Vegan Options for Panna Cotta
Surprisingly, it isn’t that hard to make a vegan panna cotta. You can use almond, cashew, or coconut milk in place of the cream and agar or carrageenan in place of gelatin. The texture will not come out as smooth but it definitely works as an alternative.
Don’t want to use sugar? A ¼ – ⅙ ratio of stevia in place of sugar will work plenty fine.
What Makes a Good Eggnog Panna Cotta
Good panna cotta with eggnog should not be too sweet. Because eggnog is already pretty sweet, be careful about not adding too much additional sugar to this recipe. Texture-wise, it should hold its shape on a spoon or in the mold. When agitated, it should jiggle (like jello).
What Pairs with Eggnog Panna Cotta?
Oftentimes panna cotta will be served with a berry coulis or topping. In my version, I give the option to top with cranberry sauce to amp up the holiday theming.
Don’t have any cranberry sauce? You can always mash up some blackberries or raspberries, or even a tiny bit of jam would work in a pinch.
This recipe is really simple. You only need a saucepan to heat the eggnog, a small bowl to soak your gelatin, and some cups or bowls to chill your panna cotta in.

• Set task 1: Which kinds of milk does the panna cotta text suggest using in place of cream?
The recipe text and the saved entries have nothing to do with each other.

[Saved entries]
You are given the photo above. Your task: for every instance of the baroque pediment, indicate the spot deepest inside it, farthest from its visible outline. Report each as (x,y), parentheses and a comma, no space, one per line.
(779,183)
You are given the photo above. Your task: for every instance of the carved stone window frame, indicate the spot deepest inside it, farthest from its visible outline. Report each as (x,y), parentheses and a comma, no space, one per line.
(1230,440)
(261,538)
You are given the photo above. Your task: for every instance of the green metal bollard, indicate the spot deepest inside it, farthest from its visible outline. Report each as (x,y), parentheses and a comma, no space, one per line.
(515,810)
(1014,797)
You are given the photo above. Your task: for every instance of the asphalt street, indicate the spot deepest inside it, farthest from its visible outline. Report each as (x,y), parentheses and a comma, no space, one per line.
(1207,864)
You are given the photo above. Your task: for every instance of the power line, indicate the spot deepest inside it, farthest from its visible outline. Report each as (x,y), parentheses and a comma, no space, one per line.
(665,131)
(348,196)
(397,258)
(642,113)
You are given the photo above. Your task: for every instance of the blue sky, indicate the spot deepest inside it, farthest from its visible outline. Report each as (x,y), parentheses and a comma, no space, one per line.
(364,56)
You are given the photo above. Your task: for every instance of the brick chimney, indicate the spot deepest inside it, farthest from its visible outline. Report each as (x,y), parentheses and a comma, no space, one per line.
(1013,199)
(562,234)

• Set task 2: Resize the saved entries from the line containing "of the blue" through the last entry by writing those lines out again, requests included. Multiply every coordinate in the answers by 2.35 and round each to a whole number, with halves rounded up.

• Written response 1: Almond milk, cashew milk and coconut milk.

• Written response 2:
You are given the photo above. Your task: for every instance of the blue sky, indicate the spot deepest inside it, farthest from its visible outline. Report each as (x,y), parentheses and a comma, no space, one per line.
(855,132)
You are given the photo above. Your task: for every instance of the brick chimney, indicate the spot deepest inside it, farthest from its visible outline. Report each as (x,y), parentheses and a comma, no space, one per line.
(2381,468)
(1321,550)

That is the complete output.